Top 3 Stem Cell Therapy FAQs
Stem cell therapy is an innovative application of cutting-edge technology to help dogs and cats with diseases including osteoarthritis and hip dysplasia. Our Houston veterinarian has had great success using stem cell therapy in older pets to treat chronic pain from osteoarthritis and improve quality of life. Stem cell therapy for pets can also be beneficial for accelerating the body’s healing process following a soft tissue injury to ligaments and tendons.
Houston Texas Stem Cell Therapy
Could stem cell therapy at our Houston Texas animal hospital be right for your pet’s health needs? Below, our Houston veterinarian Dr. Dan Ahrens answers your top questions about stem cell therapy in pets:
- What is Veterinary Stem Cell Therapy? Veterinary stem cell therapy uses your pet’s own cells to stimulate internal healing. During the treatment, pets are anesthetized and approximately two tablespoons of fat removed from a pet’s shoulder blade or abdomen. Following this removal, our veterinarian will isolate the regenerative stem cells from the fat. Your pet’s own stem cells are then injected directly into the affected area. For example, we may inject the stem cells into an injured joint where a ligament or tendon injury needs support healing.

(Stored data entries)
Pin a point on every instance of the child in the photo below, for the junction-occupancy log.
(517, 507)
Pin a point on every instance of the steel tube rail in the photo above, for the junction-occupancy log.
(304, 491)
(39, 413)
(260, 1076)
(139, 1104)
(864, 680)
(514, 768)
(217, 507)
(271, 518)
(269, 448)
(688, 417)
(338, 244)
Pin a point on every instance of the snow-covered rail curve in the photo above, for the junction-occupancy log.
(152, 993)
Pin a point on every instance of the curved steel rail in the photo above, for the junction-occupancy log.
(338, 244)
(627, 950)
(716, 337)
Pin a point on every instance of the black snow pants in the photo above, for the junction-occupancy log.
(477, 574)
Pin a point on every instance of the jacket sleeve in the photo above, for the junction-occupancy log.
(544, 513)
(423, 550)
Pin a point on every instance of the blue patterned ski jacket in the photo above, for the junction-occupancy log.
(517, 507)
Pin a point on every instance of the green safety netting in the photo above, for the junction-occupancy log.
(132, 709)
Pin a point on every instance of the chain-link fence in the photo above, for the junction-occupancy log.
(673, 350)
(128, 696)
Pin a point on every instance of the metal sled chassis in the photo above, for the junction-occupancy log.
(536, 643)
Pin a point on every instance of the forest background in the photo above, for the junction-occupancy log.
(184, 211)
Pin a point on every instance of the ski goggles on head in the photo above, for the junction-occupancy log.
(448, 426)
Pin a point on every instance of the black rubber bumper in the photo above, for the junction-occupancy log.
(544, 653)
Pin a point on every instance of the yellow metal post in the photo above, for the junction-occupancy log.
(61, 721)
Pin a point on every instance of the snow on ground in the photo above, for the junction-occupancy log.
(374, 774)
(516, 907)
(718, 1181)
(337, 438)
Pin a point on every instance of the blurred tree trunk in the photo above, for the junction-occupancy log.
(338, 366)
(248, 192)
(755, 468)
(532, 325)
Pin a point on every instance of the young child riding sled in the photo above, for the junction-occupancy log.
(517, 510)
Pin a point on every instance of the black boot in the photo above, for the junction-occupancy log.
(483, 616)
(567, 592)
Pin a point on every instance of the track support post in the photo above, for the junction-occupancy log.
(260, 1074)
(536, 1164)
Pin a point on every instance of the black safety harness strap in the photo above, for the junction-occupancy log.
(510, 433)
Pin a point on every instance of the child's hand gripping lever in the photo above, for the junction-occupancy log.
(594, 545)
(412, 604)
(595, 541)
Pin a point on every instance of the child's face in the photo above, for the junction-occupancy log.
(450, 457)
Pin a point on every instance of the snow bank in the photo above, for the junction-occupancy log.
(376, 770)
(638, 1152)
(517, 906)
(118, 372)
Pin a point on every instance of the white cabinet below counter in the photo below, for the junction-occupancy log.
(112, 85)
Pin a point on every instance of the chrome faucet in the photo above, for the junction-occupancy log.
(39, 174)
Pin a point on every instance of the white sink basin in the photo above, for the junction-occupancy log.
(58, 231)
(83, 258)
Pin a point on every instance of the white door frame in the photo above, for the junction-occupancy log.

#### WHAT TO PRODUCE
Continue the pet stem cell therapy FAQ, picking up right after its last sentence.

#### OUTPUT FOR THIS EXERCISE
- Is Stem Cell Therapy Safe? Yes, veterinary stem cell therapy is safe and effective. Since this is considered a minor surgical procedure, our veterinarian will complete a full diagnostic exam and blood work in advance to determine that it is safe to perform this procedure on your pet. We will run a CBS and autoimmune panel on your pet prior to the procedure and monitor your pet with ECG and pulse oximetry during treatment.
- How Quickly Will My Pet Recover? Most pets over the age of 8 respond positively to dog stem cell therapy treatment. Pets who have been suffering pain from chronic osteoarthritis experience a dramatic improvement in condition and quality of life. If your pet has sustained a soft tissue injury, we recommend treatment within 60 days of the initial injury for optimal patient outcomes.